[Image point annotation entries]
## begin
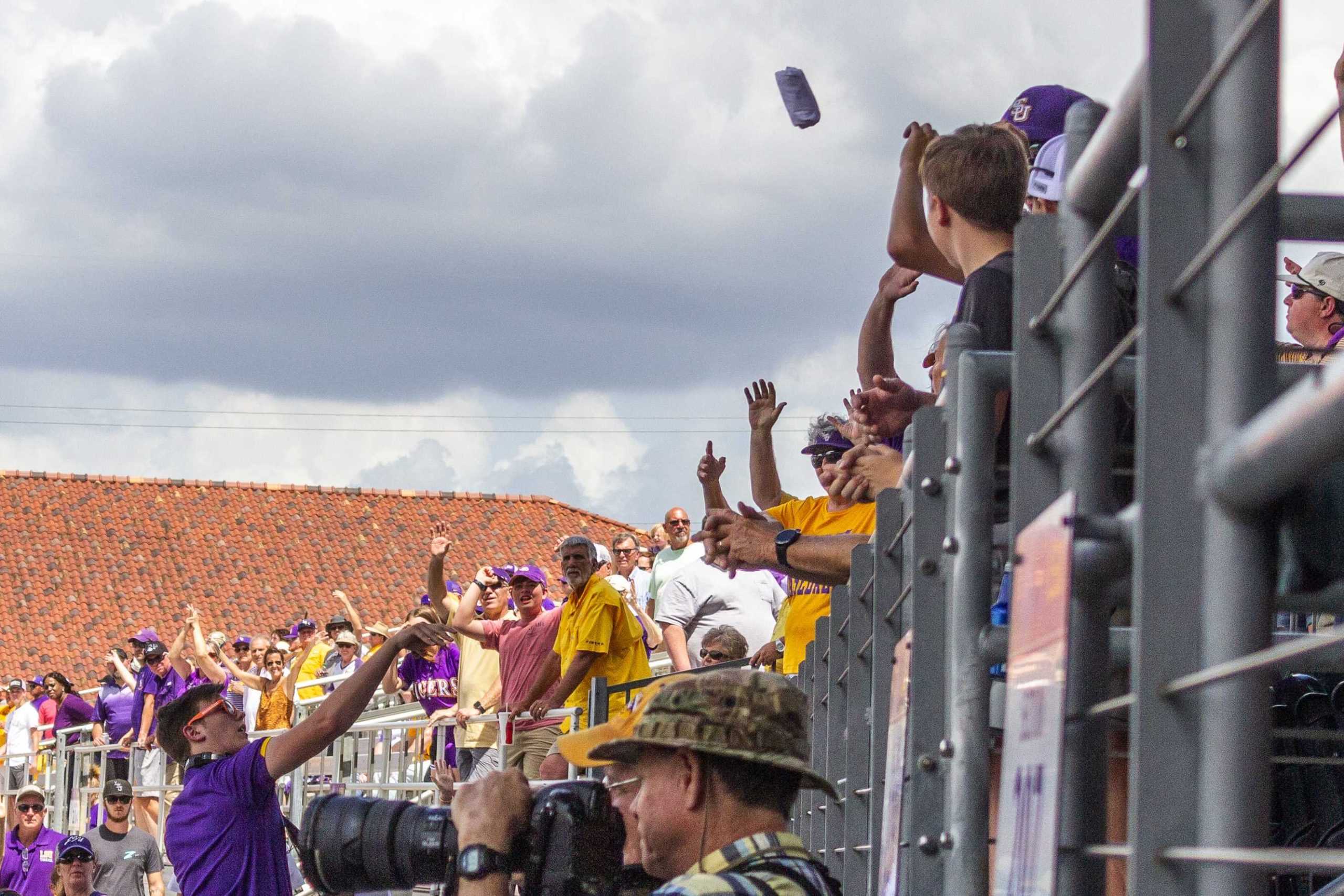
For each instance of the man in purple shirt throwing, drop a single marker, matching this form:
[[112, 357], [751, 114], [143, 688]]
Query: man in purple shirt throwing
[[430, 675], [226, 836], [30, 848]]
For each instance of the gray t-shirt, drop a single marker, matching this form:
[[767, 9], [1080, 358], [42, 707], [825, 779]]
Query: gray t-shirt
[[124, 860], [702, 597]]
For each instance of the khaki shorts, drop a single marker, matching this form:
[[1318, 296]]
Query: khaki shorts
[[531, 747]]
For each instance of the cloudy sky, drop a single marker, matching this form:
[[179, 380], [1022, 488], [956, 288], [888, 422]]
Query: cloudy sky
[[542, 245]]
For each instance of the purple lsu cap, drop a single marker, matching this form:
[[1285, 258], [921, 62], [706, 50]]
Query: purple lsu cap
[[531, 573], [1041, 111], [832, 441]]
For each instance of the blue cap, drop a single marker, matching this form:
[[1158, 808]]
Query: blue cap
[[71, 844]]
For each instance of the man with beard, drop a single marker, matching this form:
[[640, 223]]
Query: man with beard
[[128, 858]]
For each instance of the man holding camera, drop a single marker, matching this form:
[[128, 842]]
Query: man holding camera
[[226, 835], [718, 761]]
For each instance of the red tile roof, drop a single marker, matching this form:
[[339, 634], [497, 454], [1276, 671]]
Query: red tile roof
[[87, 561]]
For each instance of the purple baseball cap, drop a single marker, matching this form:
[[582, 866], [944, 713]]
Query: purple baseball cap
[[531, 573], [1041, 111], [831, 441]]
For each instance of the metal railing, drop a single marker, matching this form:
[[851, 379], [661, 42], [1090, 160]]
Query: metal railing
[[1166, 757]]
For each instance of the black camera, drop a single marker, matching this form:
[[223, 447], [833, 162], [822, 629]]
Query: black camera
[[355, 844]]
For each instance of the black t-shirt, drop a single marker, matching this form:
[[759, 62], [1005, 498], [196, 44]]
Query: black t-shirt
[[987, 303]]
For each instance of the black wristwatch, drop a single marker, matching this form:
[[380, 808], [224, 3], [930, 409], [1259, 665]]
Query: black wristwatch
[[783, 543], [479, 860]]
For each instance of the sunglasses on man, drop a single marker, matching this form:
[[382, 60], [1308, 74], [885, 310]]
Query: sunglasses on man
[[822, 458], [1296, 292]]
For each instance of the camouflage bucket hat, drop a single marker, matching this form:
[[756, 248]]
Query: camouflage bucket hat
[[748, 715]]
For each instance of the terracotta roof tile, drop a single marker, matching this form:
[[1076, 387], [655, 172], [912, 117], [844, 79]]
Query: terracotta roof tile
[[87, 559]]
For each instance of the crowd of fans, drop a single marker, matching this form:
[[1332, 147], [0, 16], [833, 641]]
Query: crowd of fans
[[750, 585]]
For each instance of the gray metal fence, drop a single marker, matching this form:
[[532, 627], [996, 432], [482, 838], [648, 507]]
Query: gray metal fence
[[1170, 630]]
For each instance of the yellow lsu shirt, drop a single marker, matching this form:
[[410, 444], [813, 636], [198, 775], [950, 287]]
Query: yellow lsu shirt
[[598, 621], [810, 601], [312, 666]]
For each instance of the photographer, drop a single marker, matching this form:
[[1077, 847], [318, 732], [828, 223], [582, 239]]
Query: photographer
[[226, 833], [719, 760]]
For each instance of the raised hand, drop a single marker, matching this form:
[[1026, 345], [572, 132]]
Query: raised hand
[[421, 635], [762, 412], [887, 407], [897, 284], [438, 541], [917, 140], [710, 468]]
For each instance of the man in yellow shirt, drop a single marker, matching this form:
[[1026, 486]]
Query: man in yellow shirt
[[792, 519], [307, 635], [598, 636]]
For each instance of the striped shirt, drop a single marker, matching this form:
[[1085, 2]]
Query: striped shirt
[[766, 864]]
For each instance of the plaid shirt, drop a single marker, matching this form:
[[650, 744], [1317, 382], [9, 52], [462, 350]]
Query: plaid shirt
[[737, 871]]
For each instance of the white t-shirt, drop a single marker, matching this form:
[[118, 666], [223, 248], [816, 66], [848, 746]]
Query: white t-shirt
[[702, 597], [18, 733], [252, 702], [667, 565]]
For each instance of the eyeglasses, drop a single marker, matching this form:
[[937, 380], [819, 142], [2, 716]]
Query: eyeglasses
[[1296, 292], [219, 704], [822, 458], [616, 785]]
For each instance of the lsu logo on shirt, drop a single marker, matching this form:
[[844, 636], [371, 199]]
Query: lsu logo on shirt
[[426, 688]]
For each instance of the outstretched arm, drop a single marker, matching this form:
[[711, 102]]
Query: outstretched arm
[[709, 472], [249, 679], [351, 613], [909, 242], [875, 356], [342, 707], [207, 664], [464, 618], [762, 413]]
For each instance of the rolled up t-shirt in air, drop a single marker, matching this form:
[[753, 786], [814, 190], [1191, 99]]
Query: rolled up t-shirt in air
[[225, 835]]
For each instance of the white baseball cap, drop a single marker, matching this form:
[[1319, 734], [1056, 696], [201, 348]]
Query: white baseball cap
[[1046, 179], [1324, 273]]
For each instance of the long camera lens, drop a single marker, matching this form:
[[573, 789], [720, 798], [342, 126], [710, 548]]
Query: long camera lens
[[358, 844]]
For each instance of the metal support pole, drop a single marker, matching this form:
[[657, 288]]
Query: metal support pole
[[1038, 270], [1085, 442], [982, 376], [835, 652], [1174, 224], [859, 761], [1234, 789], [922, 861]]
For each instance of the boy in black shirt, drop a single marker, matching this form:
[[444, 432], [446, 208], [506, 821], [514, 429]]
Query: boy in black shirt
[[976, 179]]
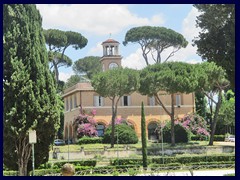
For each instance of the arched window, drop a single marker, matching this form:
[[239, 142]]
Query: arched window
[[152, 134], [100, 129]]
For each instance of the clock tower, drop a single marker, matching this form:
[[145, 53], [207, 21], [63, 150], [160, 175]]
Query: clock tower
[[111, 58]]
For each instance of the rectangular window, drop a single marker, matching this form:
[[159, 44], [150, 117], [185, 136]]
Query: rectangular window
[[178, 100], [152, 101], [98, 101]]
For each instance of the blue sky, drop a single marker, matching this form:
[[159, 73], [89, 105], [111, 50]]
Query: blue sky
[[97, 21]]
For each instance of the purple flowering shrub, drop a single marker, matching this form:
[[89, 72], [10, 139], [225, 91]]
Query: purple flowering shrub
[[85, 124]]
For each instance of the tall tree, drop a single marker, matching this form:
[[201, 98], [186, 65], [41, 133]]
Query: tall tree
[[171, 78], [144, 138], [30, 100], [58, 41], [89, 65], [74, 79], [212, 78], [216, 41], [155, 40], [114, 84]]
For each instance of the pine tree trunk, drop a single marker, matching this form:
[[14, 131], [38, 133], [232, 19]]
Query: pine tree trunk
[[172, 122], [114, 114], [24, 149], [213, 127], [144, 139]]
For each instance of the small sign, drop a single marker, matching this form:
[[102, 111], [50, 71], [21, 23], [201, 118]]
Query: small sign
[[32, 137]]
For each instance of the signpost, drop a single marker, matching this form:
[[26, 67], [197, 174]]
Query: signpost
[[32, 140]]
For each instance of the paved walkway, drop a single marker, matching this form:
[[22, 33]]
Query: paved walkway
[[195, 173]]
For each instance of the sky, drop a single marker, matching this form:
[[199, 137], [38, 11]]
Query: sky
[[99, 22]]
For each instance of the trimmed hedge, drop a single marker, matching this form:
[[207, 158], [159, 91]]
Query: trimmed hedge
[[176, 159], [211, 165], [181, 135], [57, 165], [10, 173], [90, 140], [191, 159], [219, 137], [130, 161], [199, 138], [172, 166], [126, 135]]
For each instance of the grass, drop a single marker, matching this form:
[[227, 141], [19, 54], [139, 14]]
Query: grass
[[94, 147]]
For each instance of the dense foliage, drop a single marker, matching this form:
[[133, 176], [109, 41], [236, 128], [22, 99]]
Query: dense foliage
[[155, 40], [85, 124], [58, 41], [217, 20], [30, 100]]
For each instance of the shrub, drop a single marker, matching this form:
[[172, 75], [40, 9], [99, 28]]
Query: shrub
[[92, 163], [219, 137], [181, 135], [126, 135], [172, 166], [199, 138], [89, 140]]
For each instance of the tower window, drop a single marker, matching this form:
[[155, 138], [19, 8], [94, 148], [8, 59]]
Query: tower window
[[126, 101], [98, 101]]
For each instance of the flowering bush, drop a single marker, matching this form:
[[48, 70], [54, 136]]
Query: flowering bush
[[85, 124]]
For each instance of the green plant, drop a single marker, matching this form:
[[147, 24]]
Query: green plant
[[123, 133], [132, 172], [181, 135], [89, 140]]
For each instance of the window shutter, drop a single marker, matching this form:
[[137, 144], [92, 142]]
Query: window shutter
[[96, 101], [178, 100], [102, 101], [129, 101], [152, 101], [70, 102]]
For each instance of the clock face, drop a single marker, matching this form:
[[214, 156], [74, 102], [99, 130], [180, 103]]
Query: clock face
[[113, 65]]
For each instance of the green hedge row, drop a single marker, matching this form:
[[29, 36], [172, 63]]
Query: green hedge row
[[211, 165], [176, 159], [90, 140], [172, 166], [219, 137], [128, 161], [10, 173], [199, 138], [194, 158]]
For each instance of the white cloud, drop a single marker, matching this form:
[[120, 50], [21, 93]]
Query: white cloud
[[189, 29], [100, 19], [63, 76]]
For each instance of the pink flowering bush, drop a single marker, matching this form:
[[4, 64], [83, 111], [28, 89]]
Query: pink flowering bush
[[85, 124]]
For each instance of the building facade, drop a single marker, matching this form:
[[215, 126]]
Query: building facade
[[129, 106]]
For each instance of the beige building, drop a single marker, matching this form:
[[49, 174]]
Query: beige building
[[129, 106]]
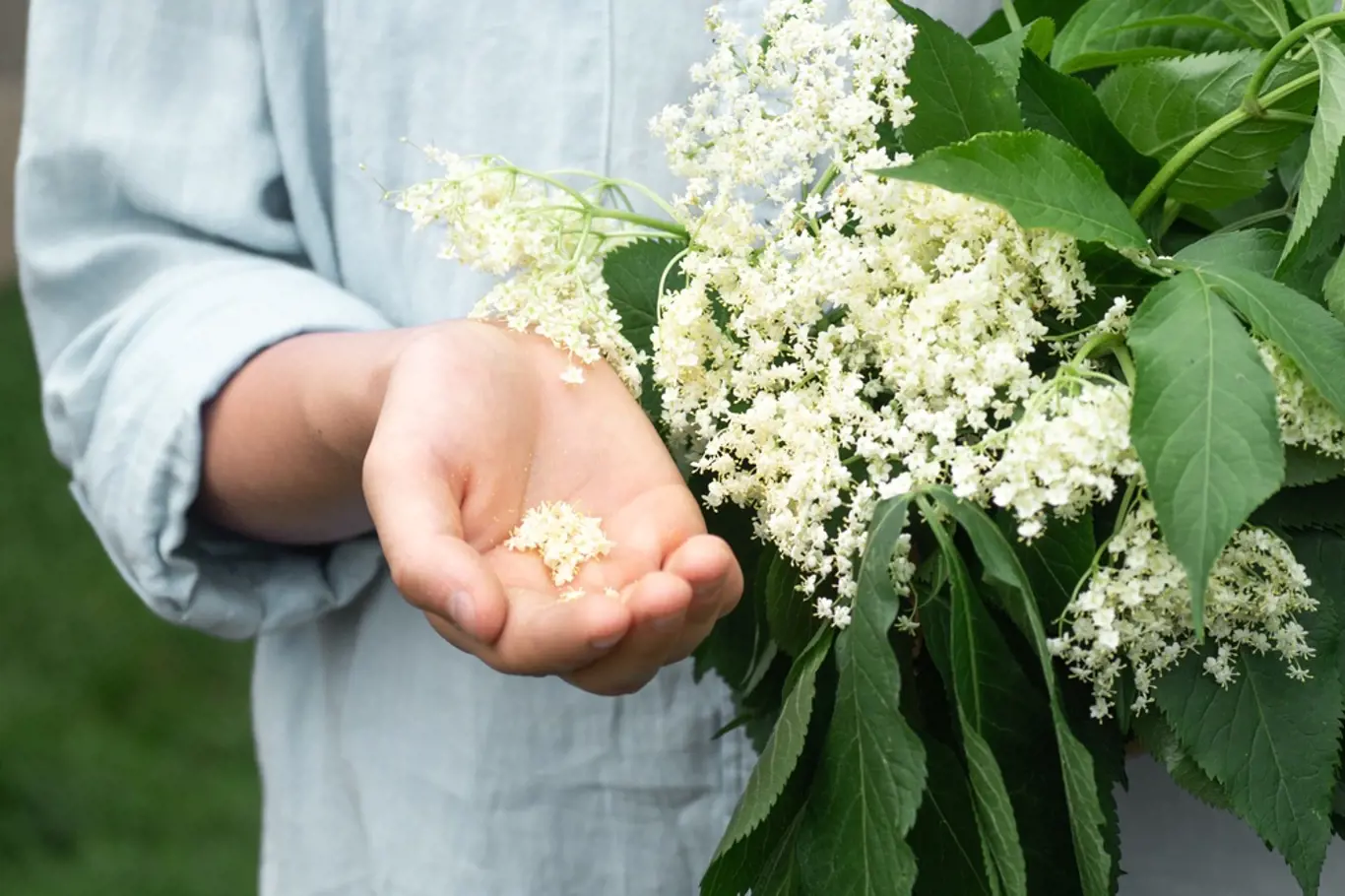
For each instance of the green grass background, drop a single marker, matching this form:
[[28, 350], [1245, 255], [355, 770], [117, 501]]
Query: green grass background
[[125, 752]]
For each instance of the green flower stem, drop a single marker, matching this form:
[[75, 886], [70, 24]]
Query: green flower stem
[[1206, 138], [1252, 101], [1293, 117], [629, 217], [1127, 364], [825, 182], [1098, 344]]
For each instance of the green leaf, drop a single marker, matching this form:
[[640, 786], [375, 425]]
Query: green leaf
[[1057, 560], [970, 628], [1006, 52], [1162, 744], [1321, 168], [1190, 22], [945, 836], [1334, 288], [1160, 106], [632, 276], [1087, 819], [869, 783], [785, 748], [1204, 422], [1058, 11], [1305, 331], [1066, 107], [1255, 250], [1266, 18], [1005, 55], [1041, 180], [1312, 8], [958, 93], [780, 873], [1272, 742], [791, 616], [1318, 507], [1304, 467], [1094, 36]]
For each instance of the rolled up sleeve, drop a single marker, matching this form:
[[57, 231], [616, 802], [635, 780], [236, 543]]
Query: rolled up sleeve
[[153, 268]]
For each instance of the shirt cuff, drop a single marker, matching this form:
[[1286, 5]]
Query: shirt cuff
[[139, 471]]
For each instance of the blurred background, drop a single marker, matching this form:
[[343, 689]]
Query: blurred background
[[125, 752]]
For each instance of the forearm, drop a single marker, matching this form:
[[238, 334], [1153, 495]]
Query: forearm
[[287, 436]]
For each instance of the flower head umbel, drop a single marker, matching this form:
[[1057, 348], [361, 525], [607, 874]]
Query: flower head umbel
[[1135, 611], [544, 238]]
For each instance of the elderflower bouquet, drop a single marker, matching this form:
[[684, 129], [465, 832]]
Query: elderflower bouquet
[[1014, 371]]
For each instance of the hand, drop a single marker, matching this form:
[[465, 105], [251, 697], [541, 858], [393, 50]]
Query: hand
[[475, 429]]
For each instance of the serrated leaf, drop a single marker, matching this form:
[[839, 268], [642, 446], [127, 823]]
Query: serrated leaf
[[996, 25], [1006, 52], [1057, 560], [1190, 22], [780, 873], [1041, 180], [869, 783], [1334, 288], [1271, 741], [1304, 467], [790, 615], [1305, 331], [1066, 107], [945, 836], [969, 628], [1256, 250], [1092, 36], [1312, 8], [958, 93], [1321, 168], [1162, 744], [1087, 819], [785, 748], [1266, 18], [1318, 507], [1160, 106], [632, 275], [1204, 422]]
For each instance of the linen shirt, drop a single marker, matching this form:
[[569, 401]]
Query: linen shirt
[[201, 180]]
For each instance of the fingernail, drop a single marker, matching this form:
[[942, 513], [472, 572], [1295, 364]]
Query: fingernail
[[462, 609]]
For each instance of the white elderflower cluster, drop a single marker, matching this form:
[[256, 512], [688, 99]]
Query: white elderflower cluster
[[1135, 611], [546, 238], [870, 335], [1305, 417], [564, 537], [775, 109], [1064, 455]]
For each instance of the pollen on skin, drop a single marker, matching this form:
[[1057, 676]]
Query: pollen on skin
[[565, 540]]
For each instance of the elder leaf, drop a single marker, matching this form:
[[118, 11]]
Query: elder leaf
[[1204, 422], [1041, 180]]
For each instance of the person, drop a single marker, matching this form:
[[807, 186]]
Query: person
[[282, 428]]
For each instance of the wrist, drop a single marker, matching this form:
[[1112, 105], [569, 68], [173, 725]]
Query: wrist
[[346, 378]]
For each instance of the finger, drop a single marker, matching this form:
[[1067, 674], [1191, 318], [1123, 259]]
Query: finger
[[549, 636], [415, 503], [658, 606], [709, 566]]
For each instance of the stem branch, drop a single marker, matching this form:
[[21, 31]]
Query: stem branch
[[1206, 138]]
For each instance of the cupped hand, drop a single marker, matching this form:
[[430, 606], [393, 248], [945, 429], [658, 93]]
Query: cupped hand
[[475, 429]]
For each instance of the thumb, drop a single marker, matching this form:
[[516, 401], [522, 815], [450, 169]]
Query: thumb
[[416, 507]]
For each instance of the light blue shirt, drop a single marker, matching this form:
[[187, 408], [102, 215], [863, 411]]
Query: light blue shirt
[[190, 193]]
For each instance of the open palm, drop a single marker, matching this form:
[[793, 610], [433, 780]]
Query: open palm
[[478, 428]]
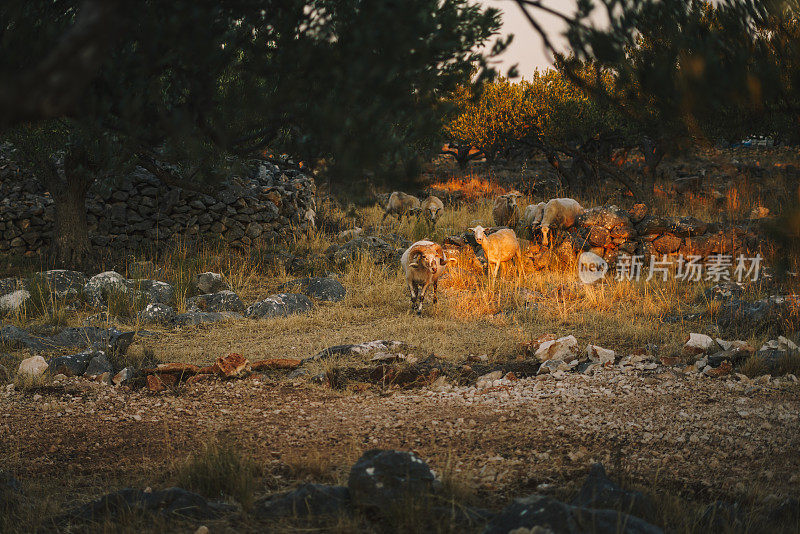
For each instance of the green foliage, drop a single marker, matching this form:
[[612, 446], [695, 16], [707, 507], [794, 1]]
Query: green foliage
[[546, 109], [692, 69]]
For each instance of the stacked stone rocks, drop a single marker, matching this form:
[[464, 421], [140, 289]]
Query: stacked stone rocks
[[141, 212], [610, 231]]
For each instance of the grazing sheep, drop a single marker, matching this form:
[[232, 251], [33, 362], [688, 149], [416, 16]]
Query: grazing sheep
[[499, 247], [559, 212], [532, 217], [505, 211], [432, 208], [401, 204], [423, 264]]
## end
*Goal*:
Turn everything from the line containing "For each instance of the serrated" down to the line containing "[[346, 378]]" into a Markdown table with the columns "Number" and "Record line." Omit blank lines and give each remaining line its own numbered row.

*Written answer*:
| Number | Record line |
|---|---|
| 1 | For each instance of the serrated leaf, drop a single marker, matching this form: |
| 2 | [[839, 268], [642, 446], [127, 823]] |
| 3 | Query: serrated leaf |
| 4 | [[996, 25], [1006, 52], [1057, 560], [1190, 22], [780, 873], [1041, 180], [869, 783], [1334, 288], [1271, 741], [1304, 467], [790, 615], [1305, 331], [1066, 107], [945, 836], [969, 628], [1256, 250], [1092, 36], [1312, 8], [958, 93], [1321, 168], [1162, 744], [1087, 819], [785, 748], [1266, 18], [1318, 507], [1160, 106], [632, 275], [1204, 422]] |
| 5 | For each instance of the linen shirt, drop a single marker, matching this form: |
| 6 | [[569, 401]] |
| 7 | Query: linen shirt |
| 8 | [[201, 180]] |
| 9 | For each instance of the fingernail, drop a single marker, matching this form: |
| 10 | [[942, 513], [472, 572], [1295, 364]] |
| 11 | Query: fingernail |
| 12 | [[462, 609]] |
| 13 | For each instance of the white elderflower cluster, drop a single marker, matching this form: |
| 14 | [[256, 512], [688, 99]] |
| 15 | Query: white elderflower cluster |
| 16 | [[1135, 611], [546, 238], [870, 335], [1305, 417], [564, 537], [775, 109], [1064, 455]] |
| 17 | For each instance of the pollen on skin, drop a single marker, matching this form: |
| 18 | [[1057, 676]] |
| 19 | Query: pollen on skin |
| 20 | [[565, 540]] |
| 21 | For each instance of the elder leaf, drop a single marker, matching this form: |
| 22 | [[118, 11]] |
| 23 | Query: elder leaf |
| 24 | [[1204, 422], [1041, 180]] |
| 25 | For each instance of the person, drop a single marker, matching this form: |
| 26 | [[807, 186]] |
| 27 | Query: person |
| 28 | [[282, 428]] |
| 29 | For each instance of the wrist, drop a single marker, matching this form: |
| 30 | [[1112, 105], [569, 68], [173, 725]] |
| 31 | Query: wrist |
| 32 | [[346, 378]] |